[STUDY TEXT]
--------------------------------------------------

Emily joined the CCB faculty in 2011 and is currently the Morris Kahn Associate Professor of Chemistry and Chemical Biology. She is also an Associate Member of the Broad Institute of Harvard and MIT, a Faculty Associate of the Microbial Sciences Initiative at Harvard, a member of the Harvard Digestive Diseases Center, and a member of the MIT Center for Microbiome Informatics and Therapeutics. Her independent research has been recognized with multiple awards, including the 2011 Smith Family Award for Excellence in Biomedical Research, the 2012 NIH Director’s New Innovator Award, and the 2013 Packard Fellowship for Science and Engineering. She was selected as one of MIT Technology Review’s 35 Innovators Under 35 in 2014 and in 2016 was named an HHMI-Gates Faculty Scholar.

--------------------------------------------------

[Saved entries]
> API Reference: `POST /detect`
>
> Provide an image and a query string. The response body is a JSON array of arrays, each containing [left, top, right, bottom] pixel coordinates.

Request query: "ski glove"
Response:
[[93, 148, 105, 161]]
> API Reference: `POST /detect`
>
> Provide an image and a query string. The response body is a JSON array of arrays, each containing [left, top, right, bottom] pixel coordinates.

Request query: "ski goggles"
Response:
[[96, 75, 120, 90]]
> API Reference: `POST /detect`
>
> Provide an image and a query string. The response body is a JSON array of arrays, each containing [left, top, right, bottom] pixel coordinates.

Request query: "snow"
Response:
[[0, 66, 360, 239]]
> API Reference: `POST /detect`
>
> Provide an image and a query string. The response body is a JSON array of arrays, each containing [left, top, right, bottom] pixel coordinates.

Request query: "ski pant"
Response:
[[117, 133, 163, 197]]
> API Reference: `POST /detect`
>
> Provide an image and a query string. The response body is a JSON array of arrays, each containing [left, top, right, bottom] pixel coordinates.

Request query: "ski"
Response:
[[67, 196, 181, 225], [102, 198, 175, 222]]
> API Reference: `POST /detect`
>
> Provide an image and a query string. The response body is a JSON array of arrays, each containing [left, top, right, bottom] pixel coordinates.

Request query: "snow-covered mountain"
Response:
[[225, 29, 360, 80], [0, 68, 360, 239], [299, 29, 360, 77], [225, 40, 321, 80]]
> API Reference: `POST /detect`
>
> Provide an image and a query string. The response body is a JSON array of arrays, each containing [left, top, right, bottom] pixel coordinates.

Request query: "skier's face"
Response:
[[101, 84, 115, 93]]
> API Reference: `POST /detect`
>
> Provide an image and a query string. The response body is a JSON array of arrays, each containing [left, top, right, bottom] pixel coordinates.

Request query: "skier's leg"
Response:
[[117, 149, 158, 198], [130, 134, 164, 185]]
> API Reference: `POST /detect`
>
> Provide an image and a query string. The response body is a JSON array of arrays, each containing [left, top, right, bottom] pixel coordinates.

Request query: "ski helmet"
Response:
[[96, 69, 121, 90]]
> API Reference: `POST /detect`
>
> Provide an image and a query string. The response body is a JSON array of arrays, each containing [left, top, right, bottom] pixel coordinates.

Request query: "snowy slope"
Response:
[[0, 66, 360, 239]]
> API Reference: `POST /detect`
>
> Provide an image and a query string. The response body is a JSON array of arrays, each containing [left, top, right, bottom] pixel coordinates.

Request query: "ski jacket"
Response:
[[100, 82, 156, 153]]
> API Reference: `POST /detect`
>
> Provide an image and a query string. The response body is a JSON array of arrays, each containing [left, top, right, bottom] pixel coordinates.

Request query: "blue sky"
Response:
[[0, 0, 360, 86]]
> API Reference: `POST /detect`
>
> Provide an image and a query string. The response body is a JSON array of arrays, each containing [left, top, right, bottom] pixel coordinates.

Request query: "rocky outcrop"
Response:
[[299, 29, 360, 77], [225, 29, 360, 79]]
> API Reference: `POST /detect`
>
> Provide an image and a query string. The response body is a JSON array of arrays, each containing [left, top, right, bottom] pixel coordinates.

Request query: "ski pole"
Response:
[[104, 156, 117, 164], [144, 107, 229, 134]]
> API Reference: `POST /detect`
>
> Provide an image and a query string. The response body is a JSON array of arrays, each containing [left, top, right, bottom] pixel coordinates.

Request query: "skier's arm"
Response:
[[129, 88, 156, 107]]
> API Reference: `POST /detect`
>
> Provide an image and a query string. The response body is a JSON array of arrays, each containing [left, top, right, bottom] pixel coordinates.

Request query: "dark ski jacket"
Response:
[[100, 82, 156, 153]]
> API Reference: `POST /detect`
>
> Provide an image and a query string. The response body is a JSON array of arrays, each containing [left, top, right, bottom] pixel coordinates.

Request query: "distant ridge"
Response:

--------------------------------------------------

Rewrite the part of the biography text that opens with the words "Emily joined the" and closes with "HHMI-Gates Faculty Scholar.", putting "Affiliate Member" in place of "Associate Member".

Emily joined the CCB faculty in 2011 and is currently the Morris Kahn Associate Professor of Chemistry and Chemical Biology. She is also an Affiliate Member of the Broad Institute of Harvard and MIT, a Faculty Associate of the Microbial Sciences Initiative at Harvard, a member of the Harvard Digestive Diseases Center, and a member of the MIT Center for Microbiome Informatics and Therapeutics. Her independent research has been recognized with multiple awards, including the 2011 Smith Family Award for Excellence in Biomedical Research, the 2012 NIH Director’s New Innovator Award, and the 2013 Packard Fellowship for Science and Engineering. She was selected as one of MIT Technology Review’s 35 Innovators Under 35 in 2014 and in 2016 was named an HHMI-Gates Faculty Scholar.